**Information:**
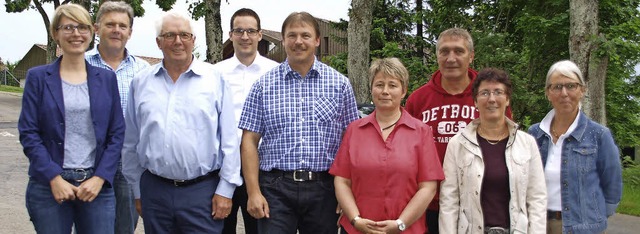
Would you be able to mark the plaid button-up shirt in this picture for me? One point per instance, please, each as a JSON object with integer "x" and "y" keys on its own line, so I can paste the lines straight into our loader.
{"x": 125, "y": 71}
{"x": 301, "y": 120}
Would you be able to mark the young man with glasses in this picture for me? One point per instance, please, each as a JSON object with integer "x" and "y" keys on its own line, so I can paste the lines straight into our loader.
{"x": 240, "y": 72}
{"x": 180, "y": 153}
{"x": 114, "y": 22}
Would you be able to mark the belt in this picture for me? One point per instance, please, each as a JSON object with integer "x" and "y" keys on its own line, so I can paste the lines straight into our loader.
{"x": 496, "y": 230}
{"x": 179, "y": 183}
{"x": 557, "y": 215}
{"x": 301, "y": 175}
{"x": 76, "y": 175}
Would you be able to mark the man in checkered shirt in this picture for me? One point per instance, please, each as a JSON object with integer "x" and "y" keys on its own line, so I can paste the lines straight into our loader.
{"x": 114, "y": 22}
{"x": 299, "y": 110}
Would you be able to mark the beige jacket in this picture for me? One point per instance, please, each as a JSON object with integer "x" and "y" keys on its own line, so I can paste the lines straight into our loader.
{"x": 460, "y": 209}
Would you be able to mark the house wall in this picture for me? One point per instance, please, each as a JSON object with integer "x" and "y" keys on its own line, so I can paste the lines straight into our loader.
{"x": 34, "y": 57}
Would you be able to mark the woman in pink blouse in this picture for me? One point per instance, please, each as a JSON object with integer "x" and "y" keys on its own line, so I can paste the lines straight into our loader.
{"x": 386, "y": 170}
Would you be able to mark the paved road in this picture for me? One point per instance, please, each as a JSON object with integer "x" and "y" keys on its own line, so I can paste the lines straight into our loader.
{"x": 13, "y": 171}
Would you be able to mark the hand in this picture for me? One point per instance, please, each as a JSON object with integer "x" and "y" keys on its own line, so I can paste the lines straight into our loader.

**Exercise directions:** Take the listing above and restate it word for word, without its pictures.

**Solved exercise:**
Would you be able to mark the plaid button-up shirt in this picture for me? One point per instance, please, each as a JSON object with integer "x" and "y" keys on its own line, so I can paste the lines straight into our loader.
{"x": 125, "y": 71}
{"x": 301, "y": 120}
Would you be able to mark the young man with glasses in this picture for me? One point per instance, please, each as a JSON object with integer "x" and "y" keys on its own line, so I can paste the lines straight into our loader.
{"x": 240, "y": 72}
{"x": 180, "y": 153}
{"x": 114, "y": 22}
Would you be able to mark the belt in this picture for me? One point per instance, please, each as a JSON object with integer "x" and "y" keys on its own line, so I can paste the lines straight into our loader.
{"x": 496, "y": 230}
{"x": 179, "y": 183}
{"x": 557, "y": 215}
{"x": 301, "y": 175}
{"x": 76, "y": 175}
Would you be able to mark the man in checkered shirt in this picture for me? One point per instance, please, each as a JSON object with integer "x" and "y" keys on its own line, so I can paste the lines straight into our loader.
{"x": 114, "y": 22}
{"x": 299, "y": 110}
Would you be able to mark the beige jacket in this picture for me? One point per instance, please, each as a JSON object with integer "x" and "y" keys on its own line, so I can paste the lines straight into our loader.
{"x": 460, "y": 209}
Would you be able to mark the house wall in this picture for me? One point per instance, please, each as a JSON object with integer "x" and "y" keys on its own line, so I can paste the lines straight into our loader.
{"x": 34, "y": 57}
Would you be able to mark the woman in pink blouse in this picture for me? One point per instance, please, each as a JSON object with integer "x" and "y" keys on its own line, so I can paste the lines straight into our loader.
{"x": 386, "y": 170}
Would you be able to mark the paved road in this picture for me? One point per instance, please, each as a JSON object with integer "x" and "y" keys on its own line, so I can paste the lines straight into our loader.
{"x": 13, "y": 171}
Would you be able to mark the hand in this picture for me? One point per instance, please, each as a JSON object with integer "x" and "y" keys on its own line, so I can paste the lines straight into our loader.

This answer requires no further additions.